PROBLEM DETAILS: Copy each record exactly and skip its pictures.

(Image point grounding data)
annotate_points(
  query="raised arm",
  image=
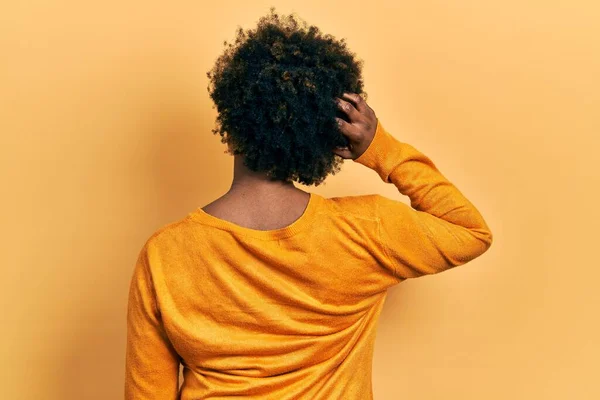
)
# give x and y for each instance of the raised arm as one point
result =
(442, 230)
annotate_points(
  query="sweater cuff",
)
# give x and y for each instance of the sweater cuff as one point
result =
(378, 151)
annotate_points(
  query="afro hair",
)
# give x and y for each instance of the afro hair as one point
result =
(275, 92)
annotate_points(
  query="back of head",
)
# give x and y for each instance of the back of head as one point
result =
(275, 90)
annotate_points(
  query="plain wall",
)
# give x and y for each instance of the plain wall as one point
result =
(106, 136)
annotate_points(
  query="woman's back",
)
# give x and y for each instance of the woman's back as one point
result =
(291, 312)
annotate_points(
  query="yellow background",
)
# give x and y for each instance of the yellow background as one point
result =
(105, 122)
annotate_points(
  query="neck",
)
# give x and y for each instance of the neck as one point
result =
(248, 181)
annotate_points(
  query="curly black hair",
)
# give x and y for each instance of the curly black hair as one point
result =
(275, 93)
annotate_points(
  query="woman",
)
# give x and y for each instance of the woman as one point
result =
(271, 292)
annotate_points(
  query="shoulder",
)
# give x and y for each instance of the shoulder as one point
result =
(169, 235)
(364, 206)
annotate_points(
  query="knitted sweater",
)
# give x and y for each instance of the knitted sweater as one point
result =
(291, 313)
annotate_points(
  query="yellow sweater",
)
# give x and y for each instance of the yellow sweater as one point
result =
(290, 313)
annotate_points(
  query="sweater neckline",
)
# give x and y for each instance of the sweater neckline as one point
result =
(302, 222)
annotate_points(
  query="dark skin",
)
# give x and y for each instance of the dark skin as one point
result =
(251, 193)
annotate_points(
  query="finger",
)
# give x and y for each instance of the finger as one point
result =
(348, 130)
(348, 108)
(357, 101)
(343, 152)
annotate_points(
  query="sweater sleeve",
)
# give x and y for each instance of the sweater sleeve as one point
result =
(151, 362)
(442, 230)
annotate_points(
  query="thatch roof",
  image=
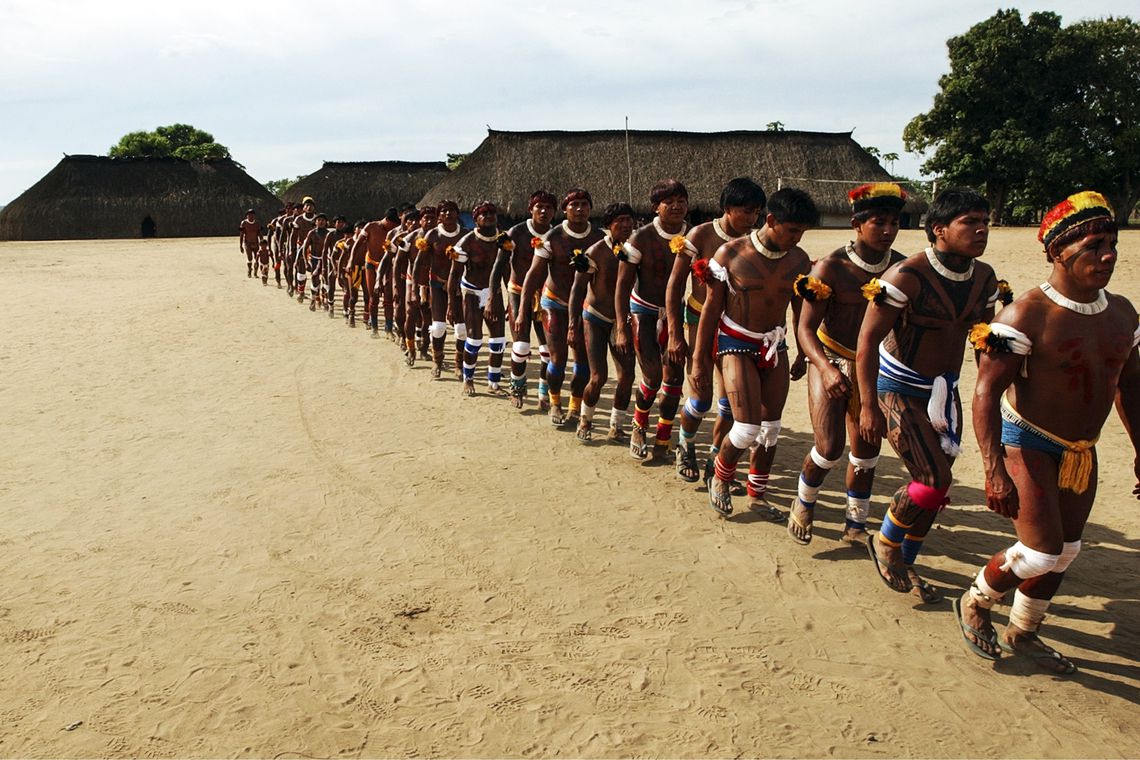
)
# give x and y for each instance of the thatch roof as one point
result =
(98, 197)
(509, 165)
(364, 189)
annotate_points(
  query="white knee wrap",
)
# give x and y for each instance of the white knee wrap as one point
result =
(821, 462)
(768, 434)
(1026, 612)
(870, 463)
(742, 434)
(1069, 549)
(1028, 563)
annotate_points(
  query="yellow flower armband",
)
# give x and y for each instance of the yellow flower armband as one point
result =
(811, 288)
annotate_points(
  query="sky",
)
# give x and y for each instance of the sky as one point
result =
(287, 86)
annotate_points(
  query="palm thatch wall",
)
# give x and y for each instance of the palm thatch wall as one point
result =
(87, 197)
(365, 189)
(509, 165)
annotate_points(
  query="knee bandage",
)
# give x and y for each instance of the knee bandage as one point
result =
(1028, 563)
(863, 465)
(742, 434)
(768, 434)
(1069, 549)
(823, 463)
(695, 408)
(1027, 612)
(520, 351)
(928, 498)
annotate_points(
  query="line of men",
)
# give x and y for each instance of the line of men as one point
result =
(881, 337)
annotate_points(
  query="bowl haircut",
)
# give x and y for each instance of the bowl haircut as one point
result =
(794, 206)
(952, 203)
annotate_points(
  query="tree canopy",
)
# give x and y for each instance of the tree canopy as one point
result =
(1032, 112)
(174, 140)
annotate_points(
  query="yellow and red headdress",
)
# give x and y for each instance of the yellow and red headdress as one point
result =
(877, 195)
(1075, 210)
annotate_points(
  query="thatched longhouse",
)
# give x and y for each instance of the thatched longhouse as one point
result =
(364, 189)
(98, 197)
(509, 165)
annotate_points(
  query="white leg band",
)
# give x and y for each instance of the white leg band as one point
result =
(863, 465)
(858, 507)
(768, 434)
(823, 463)
(742, 434)
(1028, 563)
(1026, 612)
(983, 594)
(807, 493)
(1069, 549)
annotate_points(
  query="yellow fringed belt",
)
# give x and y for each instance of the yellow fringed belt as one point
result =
(1076, 456)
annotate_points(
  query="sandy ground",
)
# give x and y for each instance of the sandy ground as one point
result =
(233, 528)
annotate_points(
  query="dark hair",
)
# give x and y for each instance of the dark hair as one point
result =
(613, 211)
(952, 203)
(741, 193)
(795, 206)
(542, 196)
(577, 194)
(861, 217)
(1073, 234)
(666, 188)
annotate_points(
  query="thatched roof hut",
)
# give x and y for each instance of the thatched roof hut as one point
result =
(509, 165)
(364, 189)
(98, 197)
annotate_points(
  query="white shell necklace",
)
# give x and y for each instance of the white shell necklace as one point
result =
(774, 255)
(534, 233)
(874, 269)
(949, 274)
(566, 228)
(719, 231)
(1090, 308)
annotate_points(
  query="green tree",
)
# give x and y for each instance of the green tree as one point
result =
(177, 140)
(279, 186)
(149, 145)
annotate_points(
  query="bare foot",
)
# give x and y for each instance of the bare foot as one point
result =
(888, 563)
(638, 449)
(920, 588)
(799, 522)
(977, 628)
(1027, 644)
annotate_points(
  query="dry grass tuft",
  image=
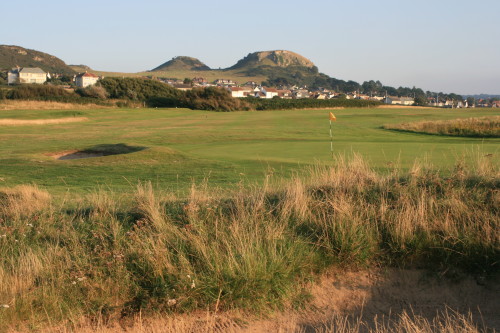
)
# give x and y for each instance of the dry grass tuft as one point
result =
(485, 127)
(23, 200)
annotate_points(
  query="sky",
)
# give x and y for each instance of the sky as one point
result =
(438, 45)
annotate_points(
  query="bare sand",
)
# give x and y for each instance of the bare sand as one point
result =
(371, 296)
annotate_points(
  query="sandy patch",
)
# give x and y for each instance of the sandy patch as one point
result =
(21, 122)
(371, 296)
(75, 155)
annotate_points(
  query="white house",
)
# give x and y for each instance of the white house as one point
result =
(26, 75)
(399, 100)
(239, 91)
(86, 79)
(269, 92)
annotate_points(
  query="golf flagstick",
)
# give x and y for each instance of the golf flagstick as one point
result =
(331, 117)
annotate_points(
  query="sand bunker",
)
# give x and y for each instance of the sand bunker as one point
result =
(96, 151)
(17, 122)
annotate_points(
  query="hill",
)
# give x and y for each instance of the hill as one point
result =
(278, 58)
(12, 56)
(182, 63)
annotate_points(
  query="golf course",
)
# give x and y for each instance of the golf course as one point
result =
(77, 151)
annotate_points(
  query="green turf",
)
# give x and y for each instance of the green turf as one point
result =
(178, 146)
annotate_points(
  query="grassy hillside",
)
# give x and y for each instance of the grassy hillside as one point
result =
(279, 58)
(12, 56)
(181, 146)
(182, 63)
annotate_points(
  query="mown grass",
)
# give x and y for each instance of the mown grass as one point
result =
(226, 148)
(484, 127)
(252, 249)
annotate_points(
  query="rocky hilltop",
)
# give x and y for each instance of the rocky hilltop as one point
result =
(12, 56)
(182, 63)
(277, 58)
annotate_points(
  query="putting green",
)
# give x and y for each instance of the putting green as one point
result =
(178, 146)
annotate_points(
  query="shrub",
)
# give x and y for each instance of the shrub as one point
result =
(138, 89)
(93, 91)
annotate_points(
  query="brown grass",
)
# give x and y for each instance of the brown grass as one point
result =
(45, 105)
(22, 122)
(469, 127)
(108, 260)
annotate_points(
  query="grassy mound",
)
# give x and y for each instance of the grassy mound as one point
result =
(485, 127)
(253, 249)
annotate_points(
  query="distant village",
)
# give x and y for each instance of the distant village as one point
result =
(35, 75)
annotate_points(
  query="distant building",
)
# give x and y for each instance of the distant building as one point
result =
(300, 93)
(284, 93)
(199, 80)
(269, 92)
(224, 82)
(26, 75)
(239, 91)
(399, 100)
(86, 79)
(182, 86)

RESPONSE BOX:
annotate_points(
  query="raised arm",
  image=
)
# give x and y for each instance of the raised arm as one point
result =
(442, 230)
annotate_points(
  query="sweater cuff",
)
# give x and y for each instance of the sweater cuff as one point
result =
(378, 151)
annotate_points(
  query="afro hair",
)
# give x and y for each instance of the afro hair as one point
result =
(275, 92)
annotate_points(
  query="back of head",
)
# give x and y for each instance of the back of head as one point
result =
(275, 90)
annotate_points(
  query="plain wall",
)
# give x and y for each instance of the plain wall as one point
result =
(106, 136)
annotate_points(
  query="woman's back",
)
# give x and y for each instance of the woman's back as one point
result =
(291, 312)
annotate_points(
  query="yellow background",
)
# give x and y for each instance of the yellow background as one point
result =
(105, 122)
annotate_points(
  query="neck",
)
# give x and y for each instance of the neck as one point
result =
(248, 181)
annotate_points(
  query="curly black hair",
)
# give x and y for each instance of the curly black hair as one point
result =
(275, 93)
annotate_points(
  query="woman",
)
# give x and y for each instance of the woman as one point
result =
(271, 292)
annotate_points(
  query="shoulder",
)
# give x and y for each instance of the shoulder as one point
result =
(169, 235)
(364, 206)
annotate_points(
  query="knitted sweater",
)
# give x and y for each instance of the knitted sweater as one point
result =
(291, 313)
annotate_points(
  query="yellow sweater",
)
# give x and y for each instance of the yellow sweater as one point
result =
(290, 313)
annotate_points(
  query="sweater neckline",
)
# give x and y for each instance of the sweater neckline as one point
result =
(302, 222)
annotate_points(
  query="dark skin",
)
# give x and y for each instance of the dark skin as one point
result =
(251, 193)
annotate_points(
  query="finger",
)
# give x and y for each instance of the finger as one point
result =
(348, 130)
(348, 108)
(357, 101)
(343, 152)
annotate_points(
  query="sweater sleeve",
)
# give x and y for each instance of the sweater sleeve as one point
result =
(151, 362)
(442, 230)
annotate_points(
  query="thatch roof",
  image=
)
# give x and y for each instance of the thatch roof as one point
result =
(98, 197)
(509, 165)
(364, 189)
annotate_points(
  query="white knee wrap",
)
# give x and y for each instance of the white knee wrap as one point
result =
(821, 462)
(768, 434)
(1026, 612)
(870, 463)
(742, 434)
(1069, 549)
(1028, 563)
annotate_points(
  query="yellow flower armband",
)
# give x and y for each instance of the yellow flower armband as one point
result =
(811, 288)
annotate_points(
  query="sky",
)
# give x and y for each instance of the sky as one point
result =
(287, 86)
annotate_points(
  query="palm thatch wall",
)
# give x and y for each instance of the palm thatch wall as one point
result =
(87, 197)
(365, 189)
(509, 165)
annotate_points(
  query="knee bandage",
)
# give x and y for each instance of the knee bandage as one point
result =
(1028, 563)
(863, 465)
(742, 434)
(768, 434)
(1069, 549)
(823, 463)
(695, 408)
(1027, 612)
(520, 351)
(928, 498)
annotate_points(
  query="line of men",
)
# give x and y for each instance of the line of men as one point
result =
(881, 337)
annotate_points(
  query="bowl haircut",
)
# give x and y for each instance of the bowl haircut as one point
result =
(794, 206)
(952, 203)
annotate_points(
  query="tree canopy",
)
# give x and y for each instance of the tree canopy as one point
result =
(1032, 112)
(174, 140)
annotate_points(
  query="yellow and red headdress",
)
# give x and y for each instance of the yellow and red headdress as one point
result =
(877, 195)
(1075, 210)
annotate_points(
  query="thatched longhouse",
)
# give x and y for each instance of the thatched longhouse as one point
result =
(364, 189)
(98, 197)
(509, 165)
annotate_points(
  query="white leg band",
)
# give x and y for each instance of the white leg band as one point
result =
(863, 465)
(858, 507)
(768, 434)
(823, 463)
(742, 434)
(1028, 563)
(1026, 612)
(983, 594)
(807, 493)
(1069, 549)
annotate_points(
  query="yellow fringed belt",
)
# give x and y for each instance of the yellow fringed belt as one point
result =
(1076, 456)
annotate_points(
  query="sandy ground",
)
# give x and y for each instance of the sandy ground as one point
result =
(233, 528)
annotate_points(
  query="dark hair",
)
# give x and y for each instance of the dark hair as one point
result =
(613, 211)
(952, 203)
(741, 193)
(795, 206)
(542, 196)
(577, 194)
(861, 217)
(1073, 234)
(666, 188)
annotate_points(
  query="thatched roof hut",
)
# give x and y for each instance of the thatched roof hut as one point
result =
(509, 165)
(364, 189)
(98, 197)
annotate_points(
  query="white shell necklace",
)
# give x and y for each instance of the white shell necklace as one point
result =
(774, 255)
(534, 233)
(874, 269)
(949, 274)
(566, 228)
(719, 231)
(1090, 308)
annotate_points(
  query="green tree",
)
# give x and y for each instance of the green tree as one point
result =
(177, 140)
(279, 186)
(149, 145)
annotate_points(
  query="bare foot",
)
# give x and y for each instance of the bare foot as one point
result =
(888, 563)
(638, 449)
(920, 588)
(799, 522)
(977, 628)
(1027, 644)
annotate_points(
  query="dry grass tuft",
  image=
)
# give x and y for each instance of the dry grass tuft as one point
result =
(485, 127)
(23, 200)
annotate_points(
  query="sky",
)
# give x and y for each instance of the sky as one point
result =
(438, 45)
annotate_points(
  query="bare sand",
)
# give x and y for each instance of the bare sand as one point
result =
(371, 296)
annotate_points(
  query="sandy patch",
)
# give x and y for each instance of the sandy patch as one point
result =
(21, 122)
(371, 296)
(75, 155)
annotate_points(
  query="white house",
)
# give x and y for each instance of the white house as one point
result =
(26, 75)
(399, 100)
(239, 91)
(86, 79)
(269, 92)
annotate_points(
  query="golf flagstick",
)
# give x and y for each instance of the golf flagstick as one point
result =
(331, 117)
annotate_points(
  query="sand bunker",
)
# give x and y for each instance of the sand bunker as one point
result =
(96, 151)
(17, 122)
annotate_points(
  query="hill",
)
# give x and y for each instance of the hill as one point
result =
(278, 58)
(12, 56)
(182, 63)
annotate_points(
  query="golf course",
)
# give x and y for each instance of the golf course as one point
result =
(77, 151)
annotate_points(
  query="green turf",
)
# give x and y for each instance of the green turf as one point
result =
(178, 146)
annotate_points(
  query="grassy hillside",
)
# give x and y for each instance of the grassy hillside as one point
result =
(279, 58)
(12, 56)
(181, 146)
(182, 63)
annotate_points(
  query="mown grass",
)
# give x and y for each instance of the mown grass as one point
result =
(226, 148)
(484, 127)
(252, 249)
annotate_points(
  query="rocky hilltop",
)
# give x and y for each instance of the rocky hilltop as one point
result =
(12, 56)
(182, 63)
(277, 58)
annotate_points(
  query="putting green",
)
# give x and y for each instance of the putting green as one point
result =
(178, 146)
annotate_points(
  query="shrub",
)
# give x and y for each instance of the shrub as one point
result =
(138, 89)
(93, 91)
annotate_points(
  query="brown grass",
)
# give x and y for each instance of the brown grass as one point
result =
(45, 105)
(22, 122)
(469, 127)
(108, 260)
annotate_points(
  query="grassy mound",
)
# give x and y for each instance of the grassy mound as one point
result =
(485, 127)
(253, 249)
annotate_points(
  query="distant village",
)
# give x and y for each instance of the distant village as one point
result =
(35, 75)
annotate_points(
  query="distant building",
)
# give x and y for each instance of the distant building as one point
result =
(300, 93)
(284, 93)
(199, 80)
(269, 92)
(224, 82)
(26, 75)
(239, 91)
(399, 100)
(86, 79)
(182, 86)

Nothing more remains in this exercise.